§ **Task to complete**
Quote the text of every record below word for word, omitting the pictures from your reply.

┄┄┄┄┄┄┄┄┄┄┄┄┄┄┄┄┄┄┄┄

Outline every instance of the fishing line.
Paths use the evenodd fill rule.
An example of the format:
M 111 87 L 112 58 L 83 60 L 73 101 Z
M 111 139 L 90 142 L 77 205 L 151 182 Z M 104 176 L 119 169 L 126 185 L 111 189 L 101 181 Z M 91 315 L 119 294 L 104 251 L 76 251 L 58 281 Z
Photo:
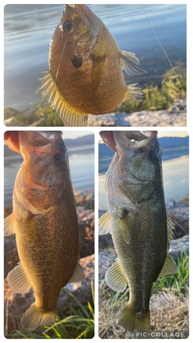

┄┄┄┄┄┄┄┄┄┄┄┄┄┄┄┄┄┄┄┄

§ **Result of the exercise**
Outline every instance of the fishing line.
Paths use the evenodd fill rule.
An example of the format:
M 111 87 L 112 58 L 83 60 L 73 101 Z
M 111 139 L 90 142 L 77 205 L 151 182 Z M 104 176 L 119 169 L 126 185 L 111 189 L 101 181 Z M 91 315 L 119 294 L 104 251 L 76 251 L 58 281 Z
Photo:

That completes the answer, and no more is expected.